## Supplied entries
——————

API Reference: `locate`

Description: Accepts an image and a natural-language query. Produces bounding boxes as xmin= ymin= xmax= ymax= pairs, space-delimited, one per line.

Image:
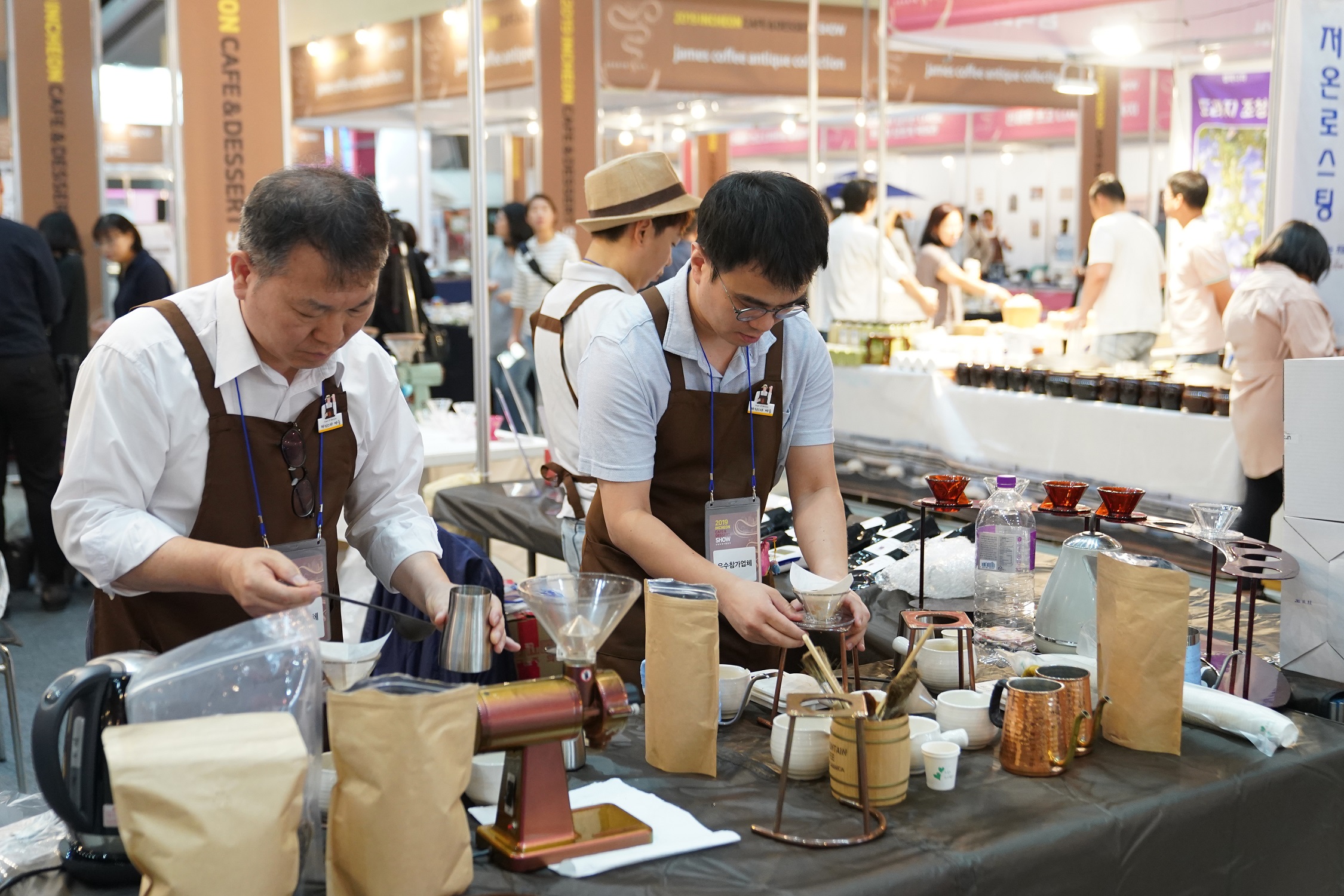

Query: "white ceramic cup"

xmin=467 ymin=751 xmax=504 ymax=805
xmin=770 ymin=713 xmax=831 ymax=781
xmin=919 ymin=740 xmax=961 ymax=790
xmin=935 ymin=691 xmax=999 ymax=750
xmin=910 ymin=716 xmax=941 ymax=771
xmin=719 ymin=662 xmax=751 ymax=719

——————

Reproduce the entries above word for word, leaving out the pictures.

## Task result
API Reference: `locate`

Description: Accepts an image and a natural-language query. Produces bounding boxes as xmin= ymin= xmax= ymax= pairs, space-delimited, one per line.

Image:

Query: "white ceramic cup"

xmin=467 ymin=751 xmax=504 ymax=805
xmin=770 ymin=713 xmax=831 ymax=781
xmin=919 ymin=740 xmax=961 ymax=790
xmin=935 ymin=691 xmax=999 ymax=750
xmin=910 ymin=716 xmax=941 ymax=771
xmin=719 ymin=662 xmax=751 ymax=719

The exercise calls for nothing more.